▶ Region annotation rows

----------------------------------------

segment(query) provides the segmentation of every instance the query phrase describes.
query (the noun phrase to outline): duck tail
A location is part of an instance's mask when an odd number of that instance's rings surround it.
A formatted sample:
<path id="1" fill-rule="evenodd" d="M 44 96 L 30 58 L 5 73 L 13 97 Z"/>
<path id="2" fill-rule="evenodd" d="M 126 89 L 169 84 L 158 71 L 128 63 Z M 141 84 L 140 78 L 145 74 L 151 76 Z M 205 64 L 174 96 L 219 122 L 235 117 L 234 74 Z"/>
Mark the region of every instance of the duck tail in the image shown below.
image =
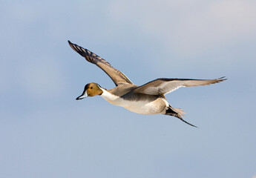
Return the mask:
<path id="1" fill-rule="evenodd" d="M 184 120 L 183 119 L 182 116 L 184 116 L 184 115 L 183 115 L 184 113 L 185 113 L 185 112 L 184 112 L 183 110 L 180 109 L 180 108 L 172 108 L 171 105 L 169 105 L 169 107 L 166 110 L 165 115 L 175 116 L 177 118 L 179 118 L 180 120 L 182 120 L 185 123 L 186 123 L 188 125 L 191 125 L 193 127 L 197 128 L 197 126 L 195 126 L 195 125 L 192 125 L 191 123 L 188 123 L 188 122 L 186 122 L 186 120 Z"/>

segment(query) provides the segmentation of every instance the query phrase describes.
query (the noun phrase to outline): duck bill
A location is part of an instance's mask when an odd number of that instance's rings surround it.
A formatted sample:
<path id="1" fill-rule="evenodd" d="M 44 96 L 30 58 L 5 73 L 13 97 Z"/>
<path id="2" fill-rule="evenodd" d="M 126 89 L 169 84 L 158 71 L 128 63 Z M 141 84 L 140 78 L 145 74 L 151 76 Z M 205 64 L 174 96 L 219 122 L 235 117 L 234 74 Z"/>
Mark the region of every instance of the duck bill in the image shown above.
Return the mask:
<path id="1" fill-rule="evenodd" d="M 87 91 L 85 91 L 81 96 L 78 96 L 76 99 L 76 100 L 82 99 L 86 98 L 87 96 L 88 96 L 87 95 Z"/>

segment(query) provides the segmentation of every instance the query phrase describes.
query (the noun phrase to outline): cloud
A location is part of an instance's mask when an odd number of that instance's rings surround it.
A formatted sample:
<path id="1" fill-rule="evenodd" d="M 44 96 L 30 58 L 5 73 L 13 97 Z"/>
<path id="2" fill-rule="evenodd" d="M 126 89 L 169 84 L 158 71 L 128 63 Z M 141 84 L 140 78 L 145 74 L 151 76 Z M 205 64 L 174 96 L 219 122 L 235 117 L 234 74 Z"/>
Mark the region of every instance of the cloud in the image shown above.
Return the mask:
<path id="1" fill-rule="evenodd" d="M 115 22 L 160 38 L 180 54 L 256 38 L 256 2 L 252 1 L 113 1 L 108 9 Z"/>

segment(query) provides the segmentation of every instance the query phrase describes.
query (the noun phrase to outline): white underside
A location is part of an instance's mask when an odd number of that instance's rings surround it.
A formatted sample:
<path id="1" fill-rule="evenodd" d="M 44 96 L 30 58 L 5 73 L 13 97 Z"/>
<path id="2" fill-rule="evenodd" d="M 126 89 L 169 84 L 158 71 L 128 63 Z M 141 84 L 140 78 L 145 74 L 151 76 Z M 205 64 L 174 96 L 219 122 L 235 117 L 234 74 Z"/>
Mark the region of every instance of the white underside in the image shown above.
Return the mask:
<path id="1" fill-rule="evenodd" d="M 113 95 L 105 90 L 102 90 L 103 93 L 101 95 L 107 102 L 114 105 L 123 107 L 131 112 L 142 113 L 142 114 L 157 114 L 165 113 L 165 107 L 168 107 L 169 104 L 164 99 L 160 99 L 164 101 L 163 105 L 159 105 L 159 101 L 154 100 L 153 102 L 148 101 L 129 101 L 125 100 L 117 96 Z"/>

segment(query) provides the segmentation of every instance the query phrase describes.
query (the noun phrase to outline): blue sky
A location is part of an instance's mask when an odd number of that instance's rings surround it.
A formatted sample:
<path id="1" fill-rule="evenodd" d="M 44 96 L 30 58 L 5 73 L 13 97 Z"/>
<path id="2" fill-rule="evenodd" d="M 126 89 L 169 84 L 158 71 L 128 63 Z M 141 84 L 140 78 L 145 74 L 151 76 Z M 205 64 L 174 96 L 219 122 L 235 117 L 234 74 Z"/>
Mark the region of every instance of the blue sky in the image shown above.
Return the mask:
<path id="1" fill-rule="evenodd" d="M 1 177 L 256 177 L 256 3 L 12 1 L 0 7 Z M 190 127 L 140 115 L 84 85 L 112 81 L 68 44 L 137 85 L 229 79 L 166 96 Z"/>

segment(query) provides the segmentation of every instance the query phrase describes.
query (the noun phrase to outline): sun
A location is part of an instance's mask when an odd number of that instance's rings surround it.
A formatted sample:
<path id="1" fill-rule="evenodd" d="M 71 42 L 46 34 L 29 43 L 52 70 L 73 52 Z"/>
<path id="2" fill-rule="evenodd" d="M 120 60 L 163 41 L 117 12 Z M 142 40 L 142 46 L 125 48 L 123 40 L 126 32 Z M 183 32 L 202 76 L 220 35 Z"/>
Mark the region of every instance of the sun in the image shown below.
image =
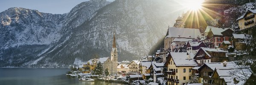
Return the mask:
<path id="1" fill-rule="evenodd" d="M 202 8 L 204 0 L 183 0 L 181 5 L 187 10 L 197 11 Z"/>

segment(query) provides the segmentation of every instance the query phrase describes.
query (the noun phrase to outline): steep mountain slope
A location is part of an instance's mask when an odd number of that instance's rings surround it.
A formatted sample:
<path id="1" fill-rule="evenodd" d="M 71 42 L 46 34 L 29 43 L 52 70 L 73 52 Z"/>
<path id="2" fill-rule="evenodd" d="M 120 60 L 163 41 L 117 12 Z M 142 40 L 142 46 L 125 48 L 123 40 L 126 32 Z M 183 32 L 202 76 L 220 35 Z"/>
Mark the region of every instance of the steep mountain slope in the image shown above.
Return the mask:
<path id="1" fill-rule="evenodd" d="M 5 36 L 0 40 L 0 67 L 70 65 L 96 54 L 109 57 L 114 30 L 118 60 L 140 59 L 163 39 L 181 12 L 175 9 L 180 6 L 167 0 L 110 3 L 85 2 L 64 14 L 14 12 L 20 8 L 0 13 L 0 30 L 4 30 L 0 34 Z"/>
<path id="2" fill-rule="evenodd" d="M 132 60 L 148 54 L 166 34 L 178 14 L 168 0 L 116 0 L 101 8 L 88 22 L 72 31 L 69 39 L 47 53 L 40 64 L 73 63 L 98 54 L 110 57 L 116 32 L 118 59 Z M 174 4 L 175 3 L 174 3 Z"/>

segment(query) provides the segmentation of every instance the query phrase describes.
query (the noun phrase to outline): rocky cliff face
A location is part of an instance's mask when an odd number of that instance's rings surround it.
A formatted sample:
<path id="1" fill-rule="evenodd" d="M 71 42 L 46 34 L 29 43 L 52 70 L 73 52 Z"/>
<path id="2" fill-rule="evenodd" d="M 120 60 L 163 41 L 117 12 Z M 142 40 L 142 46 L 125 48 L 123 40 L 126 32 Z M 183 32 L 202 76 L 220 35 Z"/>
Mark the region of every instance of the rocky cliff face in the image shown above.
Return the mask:
<path id="1" fill-rule="evenodd" d="M 70 65 L 88 60 L 96 54 L 101 57 L 110 57 L 114 31 L 116 32 L 118 61 L 140 58 L 148 54 L 157 42 L 164 37 L 168 26 L 174 23 L 178 14 L 173 12 L 175 9 L 170 5 L 175 4 L 174 3 L 136 0 L 110 3 L 93 0 L 82 3 L 64 14 L 26 9 L 28 11 L 24 11 L 35 12 L 28 17 L 18 16 L 17 21 L 21 21 L 17 22 L 15 21 L 16 17 L 12 17 L 17 13 L 7 10 L 0 13 L 0 29 L 5 30 L 0 34 L 6 35 L 0 41 L 0 64 L 3 65 L 0 66 Z M 31 13 L 20 14 L 26 12 Z M 11 20 L 5 17 L 6 15 Z M 18 26 L 10 25 L 12 23 Z M 38 33 L 30 32 L 35 31 Z M 7 32 L 31 34 L 18 38 L 5 34 Z M 10 44 L 10 40 L 13 40 L 17 41 Z"/>

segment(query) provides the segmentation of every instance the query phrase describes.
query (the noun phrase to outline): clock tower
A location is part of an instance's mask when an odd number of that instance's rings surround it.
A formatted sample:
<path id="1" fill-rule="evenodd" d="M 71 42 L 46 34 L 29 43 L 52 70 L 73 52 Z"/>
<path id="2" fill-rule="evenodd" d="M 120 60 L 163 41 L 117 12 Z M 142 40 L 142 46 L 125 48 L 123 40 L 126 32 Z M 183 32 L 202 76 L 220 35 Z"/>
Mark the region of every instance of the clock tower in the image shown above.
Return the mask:
<path id="1" fill-rule="evenodd" d="M 111 51 L 111 61 L 113 62 L 117 62 L 117 50 L 116 45 L 116 37 L 115 36 L 115 31 L 114 31 L 113 44 L 112 48 Z"/>

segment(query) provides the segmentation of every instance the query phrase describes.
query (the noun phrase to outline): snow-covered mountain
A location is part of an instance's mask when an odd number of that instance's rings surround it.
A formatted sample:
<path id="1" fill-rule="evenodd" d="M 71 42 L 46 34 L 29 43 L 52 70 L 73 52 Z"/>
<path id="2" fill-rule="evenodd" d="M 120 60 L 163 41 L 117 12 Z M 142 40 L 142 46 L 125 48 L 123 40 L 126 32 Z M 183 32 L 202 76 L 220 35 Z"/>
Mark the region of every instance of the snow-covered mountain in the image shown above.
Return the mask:
<path id="1" fill-rule="evenodd" d="M 118 60 L 140 58 L 174 23 L 180 12 L 173 12 L 174 3 L 93 0 L 64 14 L 10 8 L 0 13 L 0 34 L 4 36 L 0 38 L 0 66 L 70 65 L 96 54 L 109 57 L 114 30 Z"/>

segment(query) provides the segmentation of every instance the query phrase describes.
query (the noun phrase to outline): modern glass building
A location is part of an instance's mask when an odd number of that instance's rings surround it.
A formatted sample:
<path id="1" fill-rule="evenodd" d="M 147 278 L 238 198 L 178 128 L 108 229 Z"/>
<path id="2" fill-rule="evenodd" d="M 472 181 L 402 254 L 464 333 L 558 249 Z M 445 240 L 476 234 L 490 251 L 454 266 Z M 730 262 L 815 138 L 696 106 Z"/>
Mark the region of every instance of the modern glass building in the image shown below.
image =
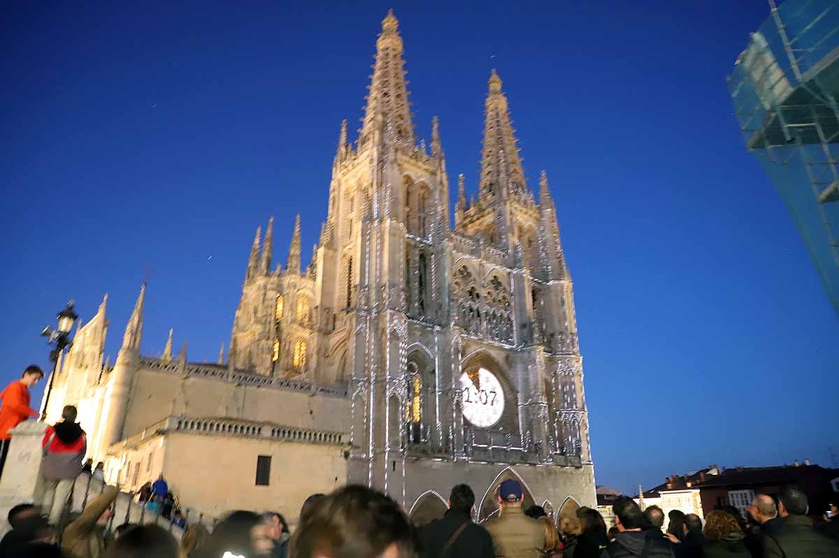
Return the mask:
<path id="1" fill-rule="evenodd" d="M 839 313 L 839 2 L 769 0 L 728 88 Z"/>

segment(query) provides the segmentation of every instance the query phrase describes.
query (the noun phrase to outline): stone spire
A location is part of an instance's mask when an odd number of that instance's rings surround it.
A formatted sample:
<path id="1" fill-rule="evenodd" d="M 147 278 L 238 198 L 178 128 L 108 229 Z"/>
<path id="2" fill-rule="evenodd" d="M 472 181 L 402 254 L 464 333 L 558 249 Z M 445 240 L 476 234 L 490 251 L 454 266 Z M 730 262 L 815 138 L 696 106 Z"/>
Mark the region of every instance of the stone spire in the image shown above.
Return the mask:
<path id="1" fill-rule="evenodd" d="M 312 245 L 312 257 L 309 258 L 309 267 L 306 269 L 309 276 L 313 279 L 317 275 L 317 244 Z"/>
<path id="2" fill-rule="evenodd" d="M 263 241 L 262 262 L 259 272 L 267 275 L 271 271 L 271 255 L 274 252 L 274 216 L 268 220 L 268 228 L 265 229 L 265 240 Z"/>
<path id="3" fill-rule="evenodd" d="M 170 329 L 169 331 L 169 339 L 166 340 L 166 347 L 163 349 L 163 356 L 160 357 L 160 360 L 164 362 L 172 362 L 172 334 L 174 332 L 175 330 Z"/>
<path id="4" fill-rule="evenodd" d="M 409 144 L 414 143 L 414 123 L 408 102 L 408 81 L 403 70 L 405 61 L 402 58 L 399 25 L 393 11 L 388 10 L 382 20 L 382 33 L 376 41 L 376 62 L 367 96 L 359 143 L 369 139 L 388 118 L 396 138 Z"/>
<path id="5" fill-rule="evenodd" d="M 542 213 L 542 227 L 545 233 L 545 248 L 547 256 L 549 279 L 567 279 L 568 268 L 560 239 L 560 225 L 556 221 L 556 208 L 548 186 L 548 173 L 539 175 L 539 206 Z"/>
<path id="6" fill-rule="evenodd" d="M 246 281 L 256 277 L 259 264 L 259 238 L 261 237 L 262 227 L 258 227 L 257 233 L 253 236 L 253 244 L 251 245 L 251 256 L 248 258 L 248 273 L 245 274 Z"/>
<path id="7" fill-rule="evenodd" d="M 457 207 L 464 211 L 469 209 L 469 201 L 466 201 L 466 178 L 462 174 L 457 175 Z"/>
<path id="8" fill-rule="evenodd" d="M 539 205 L 543 210 L 554 209 L 554 198 L 548 187 L 548 173 L 542 171 L 539 175 Z"/>
<path id="9" fill-rule="evenodd" d="M 146 299 L 146 284 L 143 282 L 140 287 L 140 295 L 137 297 L 134 303 L 134 310 L 128 318 L 128 325 L 125 326 L 125 335 L 122 336 L 123 350 L 130 350 L 134 352 L 140 351 L 140 338 L 143 336 L 143 305 Z"/>
<path id="10" fill-rule="evenodd" d="M 184 340 L 184 344 L 180 347 L 180 352 L 178 353 L 178 362 L 186 362 L 186 340 Z"/>
<path id="11" fill-rule="evenodd" d="M 501 91 L 501 78 L 492 70 L 489 93 L 484 112 L 483 149 L 481 152 L 480 196 L 494 194 L 506 197 L 511 189 L 523 190 L 524 171 L 513 123 L 508 110 L 507 96 Z"/>
<path id="12" fill-rule="evenodd" d="M 435 116 L 431 118 L 431 155 L 440 157 L 443 154 L 443 144 L 440 140 L 440 121 Z"/>
<path id="13" fill-rule="evenodd" d="M 294 219 L 294 232 L 291 235 L 291 246 L 289 247 L 289 260 L 285 264 L 286 271 L 300 274 L 300 214 Z"/>

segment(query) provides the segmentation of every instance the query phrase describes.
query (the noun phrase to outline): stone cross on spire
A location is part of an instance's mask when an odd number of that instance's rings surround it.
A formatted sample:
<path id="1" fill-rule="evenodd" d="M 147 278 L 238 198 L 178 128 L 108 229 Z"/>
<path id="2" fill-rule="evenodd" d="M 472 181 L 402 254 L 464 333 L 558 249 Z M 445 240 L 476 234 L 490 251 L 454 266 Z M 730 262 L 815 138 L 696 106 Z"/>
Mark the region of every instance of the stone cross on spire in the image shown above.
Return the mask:
<path id="1" fill-rule="evenodd" d="M 408 101 L 409 93 L 403 69 L 405 61 L 402 58 L 399 25 L 393 11 L 389 10 L 382 20 L 382 33 L 376 41 L 376 62 L 367 96 L 359 143 L 371 138 L 388 117 L 393 122 L 395 136 L 409 144 L 414 143 L 413 115 Z"/>
<path id="2" fill-rule="evenodd" d="M 518 140 L 510 120 L 507 96 L 501 91 L 501 78 L 494 69 L 488 85 L 479 191 L 482 198 L 494 194 L 496 199 L 501 199 L 508 193 L 508 188 L 523 190 L 525 187 L 524 171 L 516 147 Z"/>
<path id="3" fill-rule="evenodd" d="M 289 260 L 285 264 L 287 271 L 300 274 L 300 214 L 294 219 L 294 232 L 291 235 L 289 247 Z"/>
<path id="4" fill-rule="evenodd" d="M 274 216 L 268 220 L 268 228 L 265 229 L 265 240 L 263 241 L 262 262 L 259 272 L 267 275 L 271 271 L 271 255 L 274 252 Z"/>
<path id="5" fill-rule="evenodd" d="M 134 303 L 134 310 L 128 318 L 128 325 L 125 326 L 125 335 L 122 336 L 122 349 L 135 352 L 140 351 L 140 339 L 143 336 L 143 305 L 146 299 L 146 284 L 140 287 L 140 295 Z"/>
<path id="6" fill-rule="evenodd" d="M 172 334 L 175 333 L 175 330 L 169 330 L 169 338 L 166 339 L 166 347 L 163 349 L 163 356 L 160 357 L 160 360 L 164 362 L 172 362 Z"/>
<path id="7" fill-rule="evenodd" d="M 251 245 L 251 255 L 248 258 L 248 273 L 245 274 L 245 280 L 249 281 L 257 275 L 259 265 L 259 239 L 262 237 L 262 227 L 257 227 L 257 233 L 253 236 L 253 244 Z"/>

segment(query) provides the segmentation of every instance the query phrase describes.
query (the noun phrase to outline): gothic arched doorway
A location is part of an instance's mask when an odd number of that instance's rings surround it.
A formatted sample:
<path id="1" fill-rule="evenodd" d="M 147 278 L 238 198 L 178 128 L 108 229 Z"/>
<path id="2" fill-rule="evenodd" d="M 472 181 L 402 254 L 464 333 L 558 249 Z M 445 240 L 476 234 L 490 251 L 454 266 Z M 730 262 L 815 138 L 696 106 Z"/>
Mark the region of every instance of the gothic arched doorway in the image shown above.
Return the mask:
<path id="1" fill-rule="evenodd" d="M 449 504 L 443 497 L 430 490 L 420 496 L 414 505 L 408 517 L 416 527 L 423 527 L 431 523 L 435 519 L 443 517 L 449 508 Z"/>
<path id="2" fill-rule="evenodd" d="M 533 494 L 530 493 L 530 489 L 528 488 L 524 481 L 522 480 L 522 477 L 519 477 L 515 471 L 510 467 L 507 467 L 495 477 L 495 480 L 492 481 L 492 483 L 484 493 L 483 498 L 481 500 L 481 505 L 477 509 L 478 521 L 482 523 L 498 513 L 498 487 L 500 487 L 501 483 L 508 478 L 519 481 L 519 483 L 522 487 L 523 509 L 527 509 L 535 503 Z"/>

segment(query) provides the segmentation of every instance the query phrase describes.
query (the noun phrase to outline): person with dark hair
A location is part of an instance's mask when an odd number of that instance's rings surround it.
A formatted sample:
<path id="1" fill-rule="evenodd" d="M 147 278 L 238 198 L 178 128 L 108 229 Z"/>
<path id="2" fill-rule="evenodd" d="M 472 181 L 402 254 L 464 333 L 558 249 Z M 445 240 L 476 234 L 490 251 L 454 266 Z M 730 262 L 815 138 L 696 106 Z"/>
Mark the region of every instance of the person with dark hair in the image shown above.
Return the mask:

----------------------------------------

▶ Challenge
Collect every line of the rows above that contains the string "snow", matching case exactly.

▶ Answer to the task
query (the noun phrase to outline): snow-covered mountain
Mark the region of every instance of the snow-covered mountain in the image shown above.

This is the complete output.